### Text excerpt
★ ★ ★

I've got a busy week - I'll be launching the second issue of The Short Review on Thursday (fingers crossed!) and with almost 1000 hits to the first issue, I have high hopes that this issue - which is bigger than the last, with more reviews from my expanding stable of reviewers- will get even more hits from far and wide.

One thing I did in England was pick up several review copies of books sent to me by kindly publishers and distribute them to the wonderful women of the online writers' forum Fiction Workhouse on our fabulous day out last Sunday in London. I had only met one of them - Vanessa, the FW's founder - but due to the nature of the Workhouse, we all felt we knew each other already. Julia, Zoe, Susannah, Mel, Elaine, Vanessa... what a fabulous groups of wise and witty women. We met up at Holborn tube - just before it was shut due to a security alert! - and joined a Wellcome Trust walk about the medical history of the area, called Blood, Guts, Gore and Children. It was fascinating, despite the pavements being a little tough on the feet. Then we repaired to a nearby vegetarian curry house for the real purpose of the day: talking. Hours passed like minutes, and for me, to sit around and natter about writing was like being in heaven! Eventually, everyone sadly had to get back to their respective corners of England, but I really hope we'll do it again, and that more FW members will join us.

For me and Vanessa, the fun carried on, with a trip to Cambridge the next day to meet Jen Hamilton-Emery from Salt Publishing, the small press that is publishing our story collections, hers in March and mine in June. For three hours we talked about stories, about publishing, about our work and other people's, serenaded by the Italian owner of Clowns cafe, who took quite a shine to Vanessa! Jen insisted on taking our pic... spot the tiny clown in the background.

★ ★ ★

### Records supplied
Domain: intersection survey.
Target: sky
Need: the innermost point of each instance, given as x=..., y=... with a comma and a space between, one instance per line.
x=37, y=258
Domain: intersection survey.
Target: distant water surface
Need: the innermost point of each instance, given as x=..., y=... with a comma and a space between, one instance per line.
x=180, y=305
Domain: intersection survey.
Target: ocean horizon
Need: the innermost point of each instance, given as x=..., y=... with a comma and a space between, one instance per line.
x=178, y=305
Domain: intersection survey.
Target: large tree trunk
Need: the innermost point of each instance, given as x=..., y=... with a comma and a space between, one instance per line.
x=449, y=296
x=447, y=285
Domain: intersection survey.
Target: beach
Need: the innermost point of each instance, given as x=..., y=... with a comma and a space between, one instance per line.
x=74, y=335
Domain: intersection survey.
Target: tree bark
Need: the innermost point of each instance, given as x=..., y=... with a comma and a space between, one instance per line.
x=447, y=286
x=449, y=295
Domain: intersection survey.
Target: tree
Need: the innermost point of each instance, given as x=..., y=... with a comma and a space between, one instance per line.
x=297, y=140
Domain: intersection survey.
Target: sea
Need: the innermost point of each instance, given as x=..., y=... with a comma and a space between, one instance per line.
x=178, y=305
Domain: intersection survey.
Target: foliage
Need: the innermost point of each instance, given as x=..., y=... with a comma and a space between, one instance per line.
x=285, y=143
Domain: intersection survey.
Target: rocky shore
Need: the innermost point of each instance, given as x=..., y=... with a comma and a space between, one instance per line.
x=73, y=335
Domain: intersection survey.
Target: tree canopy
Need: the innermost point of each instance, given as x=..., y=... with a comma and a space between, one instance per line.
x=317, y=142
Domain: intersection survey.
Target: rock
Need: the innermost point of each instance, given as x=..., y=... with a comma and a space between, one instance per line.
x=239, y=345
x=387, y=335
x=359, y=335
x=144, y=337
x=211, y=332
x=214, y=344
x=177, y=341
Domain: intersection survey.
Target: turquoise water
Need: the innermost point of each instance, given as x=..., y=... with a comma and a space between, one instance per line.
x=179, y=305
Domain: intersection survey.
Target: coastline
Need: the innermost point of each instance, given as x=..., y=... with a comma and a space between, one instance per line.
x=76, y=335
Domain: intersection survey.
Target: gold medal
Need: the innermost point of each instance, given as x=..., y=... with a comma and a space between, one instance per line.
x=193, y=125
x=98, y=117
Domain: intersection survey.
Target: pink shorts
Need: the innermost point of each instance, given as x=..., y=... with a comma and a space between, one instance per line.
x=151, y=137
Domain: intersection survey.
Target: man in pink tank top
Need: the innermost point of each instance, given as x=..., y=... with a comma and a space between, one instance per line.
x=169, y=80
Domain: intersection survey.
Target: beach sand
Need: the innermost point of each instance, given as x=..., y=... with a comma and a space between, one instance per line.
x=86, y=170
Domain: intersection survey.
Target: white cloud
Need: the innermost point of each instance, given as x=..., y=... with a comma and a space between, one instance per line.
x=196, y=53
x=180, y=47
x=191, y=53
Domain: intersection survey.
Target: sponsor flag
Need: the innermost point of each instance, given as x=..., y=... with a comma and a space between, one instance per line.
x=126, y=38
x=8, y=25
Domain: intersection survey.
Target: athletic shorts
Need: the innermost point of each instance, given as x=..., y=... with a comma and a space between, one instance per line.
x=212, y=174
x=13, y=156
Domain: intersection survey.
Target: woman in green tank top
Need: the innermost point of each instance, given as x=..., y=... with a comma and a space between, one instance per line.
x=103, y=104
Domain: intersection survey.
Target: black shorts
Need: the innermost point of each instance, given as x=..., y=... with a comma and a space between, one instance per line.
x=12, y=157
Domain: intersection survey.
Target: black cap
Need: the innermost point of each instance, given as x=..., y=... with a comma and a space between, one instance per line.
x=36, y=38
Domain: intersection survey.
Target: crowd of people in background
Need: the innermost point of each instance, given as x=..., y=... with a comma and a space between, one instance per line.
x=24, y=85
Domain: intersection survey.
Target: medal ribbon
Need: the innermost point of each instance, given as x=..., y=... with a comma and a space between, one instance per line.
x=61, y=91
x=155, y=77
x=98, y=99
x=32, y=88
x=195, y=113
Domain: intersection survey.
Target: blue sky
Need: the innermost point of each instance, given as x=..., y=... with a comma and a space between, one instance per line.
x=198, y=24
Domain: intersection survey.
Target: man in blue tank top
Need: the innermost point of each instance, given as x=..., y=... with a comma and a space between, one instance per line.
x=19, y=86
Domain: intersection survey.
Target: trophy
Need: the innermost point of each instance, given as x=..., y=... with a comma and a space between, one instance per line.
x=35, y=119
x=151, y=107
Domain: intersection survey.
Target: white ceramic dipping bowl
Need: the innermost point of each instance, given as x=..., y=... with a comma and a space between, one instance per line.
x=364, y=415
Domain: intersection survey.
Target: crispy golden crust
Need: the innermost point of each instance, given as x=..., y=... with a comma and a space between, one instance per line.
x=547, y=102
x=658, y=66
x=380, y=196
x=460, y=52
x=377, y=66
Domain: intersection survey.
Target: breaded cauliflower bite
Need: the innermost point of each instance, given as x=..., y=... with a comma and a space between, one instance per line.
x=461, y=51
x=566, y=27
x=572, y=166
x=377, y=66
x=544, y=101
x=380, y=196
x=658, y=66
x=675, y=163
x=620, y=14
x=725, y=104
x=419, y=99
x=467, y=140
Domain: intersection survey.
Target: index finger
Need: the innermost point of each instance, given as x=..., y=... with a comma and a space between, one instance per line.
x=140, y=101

★ ★ ★

### Work to complete
• a. Answer these questions from the blog post, one answer per line:
(i) On which day will the second issue of The Short Review launch?
(ii) At which tube station did the group meet in London?
(iii) Which city did the narrator and Vanessa visit the next day?
• b. Does each statement agree with the blog post? Answer yes or no, and quote the words that decide it.
(i) The first issue of The Short Review received more than 1000 hits.
(ii) Before the day out, the narrator had met only one of the women.
(iii) Vanessa's story collection is being published in June.
• c. Copy word for word everything in the blog post from "I've got a busy" down to "far and wide.".

### Solutions per task
• a.
(i) Thursday
(ii) Holborn
(iii) Cambridge

• b.
(i) No: "with almost 1000 hits to the first issue"
(ii) Yes: "I had only met one of them - Vanessa, the FW's founder"
(iii) No: "hers in March and mine in June"

• c.
I've got a busy week - I'll be launching the second issue of The Short Review on Thursday (fingers crossed!) and with almost 1000 hits to the first issue, I have high hopes that this issue - which is bigger than the last, with more reviews from my expanding stable of reviewers- will get even more hits from far and wide.